- **Job**: How many lines of the material below contain the word "water"? Reply with the number alone.
- - - - - - -
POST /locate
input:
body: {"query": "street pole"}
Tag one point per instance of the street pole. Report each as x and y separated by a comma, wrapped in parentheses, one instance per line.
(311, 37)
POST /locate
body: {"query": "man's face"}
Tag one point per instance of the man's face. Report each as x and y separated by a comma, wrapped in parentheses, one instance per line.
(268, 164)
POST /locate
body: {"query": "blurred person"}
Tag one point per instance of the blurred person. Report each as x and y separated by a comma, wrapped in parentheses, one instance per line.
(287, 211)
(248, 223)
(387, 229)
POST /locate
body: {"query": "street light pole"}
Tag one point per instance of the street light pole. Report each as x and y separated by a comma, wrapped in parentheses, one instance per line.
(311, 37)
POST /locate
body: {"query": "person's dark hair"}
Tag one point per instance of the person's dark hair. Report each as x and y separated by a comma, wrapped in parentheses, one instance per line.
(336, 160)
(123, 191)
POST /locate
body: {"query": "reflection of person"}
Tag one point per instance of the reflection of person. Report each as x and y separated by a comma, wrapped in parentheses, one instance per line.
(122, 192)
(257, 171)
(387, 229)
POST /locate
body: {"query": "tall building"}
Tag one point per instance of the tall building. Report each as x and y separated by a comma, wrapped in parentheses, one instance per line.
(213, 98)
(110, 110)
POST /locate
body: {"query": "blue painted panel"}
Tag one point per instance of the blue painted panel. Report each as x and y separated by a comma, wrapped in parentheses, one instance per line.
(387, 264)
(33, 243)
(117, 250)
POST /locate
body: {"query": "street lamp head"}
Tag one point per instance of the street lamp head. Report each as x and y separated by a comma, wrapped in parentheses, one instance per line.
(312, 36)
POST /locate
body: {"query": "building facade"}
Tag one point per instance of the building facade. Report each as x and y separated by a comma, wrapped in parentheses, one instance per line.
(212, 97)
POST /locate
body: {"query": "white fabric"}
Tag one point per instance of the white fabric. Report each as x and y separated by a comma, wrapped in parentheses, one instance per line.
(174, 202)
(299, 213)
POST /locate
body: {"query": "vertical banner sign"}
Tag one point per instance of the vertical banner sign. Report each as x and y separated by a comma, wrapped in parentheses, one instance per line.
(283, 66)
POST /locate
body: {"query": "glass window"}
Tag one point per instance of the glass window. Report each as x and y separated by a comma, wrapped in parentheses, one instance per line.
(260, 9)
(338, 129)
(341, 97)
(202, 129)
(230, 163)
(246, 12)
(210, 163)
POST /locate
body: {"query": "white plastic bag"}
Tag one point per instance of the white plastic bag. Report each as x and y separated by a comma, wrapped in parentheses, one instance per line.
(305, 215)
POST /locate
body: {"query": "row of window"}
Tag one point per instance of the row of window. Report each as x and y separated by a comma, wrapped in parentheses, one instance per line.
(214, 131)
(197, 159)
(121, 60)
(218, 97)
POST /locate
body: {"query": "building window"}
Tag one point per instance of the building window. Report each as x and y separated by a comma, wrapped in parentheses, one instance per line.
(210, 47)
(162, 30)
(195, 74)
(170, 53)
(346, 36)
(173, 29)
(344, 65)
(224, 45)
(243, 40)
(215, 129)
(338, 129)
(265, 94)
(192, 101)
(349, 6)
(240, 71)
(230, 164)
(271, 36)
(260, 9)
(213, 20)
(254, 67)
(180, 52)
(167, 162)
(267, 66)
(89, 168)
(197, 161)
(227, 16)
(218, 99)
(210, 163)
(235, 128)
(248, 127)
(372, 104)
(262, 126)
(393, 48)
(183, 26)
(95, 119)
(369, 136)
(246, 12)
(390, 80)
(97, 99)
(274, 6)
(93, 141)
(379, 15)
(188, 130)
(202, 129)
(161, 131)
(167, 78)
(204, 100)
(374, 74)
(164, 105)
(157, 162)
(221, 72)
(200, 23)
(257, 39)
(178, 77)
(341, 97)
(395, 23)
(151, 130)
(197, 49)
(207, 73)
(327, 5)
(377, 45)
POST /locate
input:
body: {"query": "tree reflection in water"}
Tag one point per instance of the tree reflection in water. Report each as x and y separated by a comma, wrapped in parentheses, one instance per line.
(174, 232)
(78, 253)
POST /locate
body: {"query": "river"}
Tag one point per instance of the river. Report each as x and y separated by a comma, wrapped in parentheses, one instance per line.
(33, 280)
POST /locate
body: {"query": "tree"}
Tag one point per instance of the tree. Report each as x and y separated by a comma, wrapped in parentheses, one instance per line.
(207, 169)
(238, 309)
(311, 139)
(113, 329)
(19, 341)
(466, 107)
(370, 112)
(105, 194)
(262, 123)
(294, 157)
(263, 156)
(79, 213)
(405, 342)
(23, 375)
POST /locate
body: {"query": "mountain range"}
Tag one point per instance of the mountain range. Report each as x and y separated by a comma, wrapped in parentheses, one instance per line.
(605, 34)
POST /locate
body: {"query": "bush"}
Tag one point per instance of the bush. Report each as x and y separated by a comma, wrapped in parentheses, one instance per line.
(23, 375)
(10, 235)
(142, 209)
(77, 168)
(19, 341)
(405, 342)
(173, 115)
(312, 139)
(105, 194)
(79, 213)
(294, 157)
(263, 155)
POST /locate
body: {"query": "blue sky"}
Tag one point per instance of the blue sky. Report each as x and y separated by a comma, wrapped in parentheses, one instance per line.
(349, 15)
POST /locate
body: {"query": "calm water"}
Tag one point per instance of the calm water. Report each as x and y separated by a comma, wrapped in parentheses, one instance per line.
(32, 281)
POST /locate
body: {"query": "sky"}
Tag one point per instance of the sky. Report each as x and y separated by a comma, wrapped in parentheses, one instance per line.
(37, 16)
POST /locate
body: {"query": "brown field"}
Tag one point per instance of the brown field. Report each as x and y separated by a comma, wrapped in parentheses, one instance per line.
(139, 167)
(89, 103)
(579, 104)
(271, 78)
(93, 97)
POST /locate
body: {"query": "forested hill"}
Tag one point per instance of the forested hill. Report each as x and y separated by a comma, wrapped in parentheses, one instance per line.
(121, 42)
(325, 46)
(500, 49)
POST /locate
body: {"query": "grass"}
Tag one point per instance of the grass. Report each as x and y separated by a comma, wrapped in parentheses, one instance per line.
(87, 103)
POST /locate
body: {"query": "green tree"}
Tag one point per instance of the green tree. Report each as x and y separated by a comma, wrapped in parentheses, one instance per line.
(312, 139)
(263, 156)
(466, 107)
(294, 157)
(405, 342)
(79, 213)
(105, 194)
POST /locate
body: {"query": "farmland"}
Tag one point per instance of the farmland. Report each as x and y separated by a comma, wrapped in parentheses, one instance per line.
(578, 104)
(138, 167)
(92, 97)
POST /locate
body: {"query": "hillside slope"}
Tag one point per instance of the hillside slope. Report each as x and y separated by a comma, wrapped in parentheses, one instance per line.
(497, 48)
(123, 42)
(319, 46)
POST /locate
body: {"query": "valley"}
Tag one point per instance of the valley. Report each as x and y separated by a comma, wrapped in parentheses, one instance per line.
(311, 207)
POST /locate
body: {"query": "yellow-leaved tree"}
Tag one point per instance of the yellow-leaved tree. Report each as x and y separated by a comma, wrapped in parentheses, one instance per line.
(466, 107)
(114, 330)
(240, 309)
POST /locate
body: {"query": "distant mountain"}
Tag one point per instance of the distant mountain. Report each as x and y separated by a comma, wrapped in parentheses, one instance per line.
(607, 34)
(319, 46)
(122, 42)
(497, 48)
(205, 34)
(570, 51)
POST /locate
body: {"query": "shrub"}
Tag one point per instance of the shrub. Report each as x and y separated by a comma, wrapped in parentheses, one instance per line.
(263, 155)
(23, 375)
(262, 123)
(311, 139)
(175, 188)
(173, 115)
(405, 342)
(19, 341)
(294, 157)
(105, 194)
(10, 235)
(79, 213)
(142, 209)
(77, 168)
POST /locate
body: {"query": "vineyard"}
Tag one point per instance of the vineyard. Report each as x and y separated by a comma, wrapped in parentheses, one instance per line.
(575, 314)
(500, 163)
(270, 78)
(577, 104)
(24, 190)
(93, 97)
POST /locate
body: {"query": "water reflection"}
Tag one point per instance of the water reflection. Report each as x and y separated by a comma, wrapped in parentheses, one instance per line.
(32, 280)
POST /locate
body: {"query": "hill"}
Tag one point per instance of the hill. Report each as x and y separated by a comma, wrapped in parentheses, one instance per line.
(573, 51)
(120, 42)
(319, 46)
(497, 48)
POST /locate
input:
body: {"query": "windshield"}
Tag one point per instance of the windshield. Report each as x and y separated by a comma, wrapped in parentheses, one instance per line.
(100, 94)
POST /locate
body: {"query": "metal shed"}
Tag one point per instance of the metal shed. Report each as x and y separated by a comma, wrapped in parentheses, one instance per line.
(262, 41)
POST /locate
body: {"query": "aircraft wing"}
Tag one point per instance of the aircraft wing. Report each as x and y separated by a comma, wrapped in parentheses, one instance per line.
- - - - - - -
- **Written solution**: 6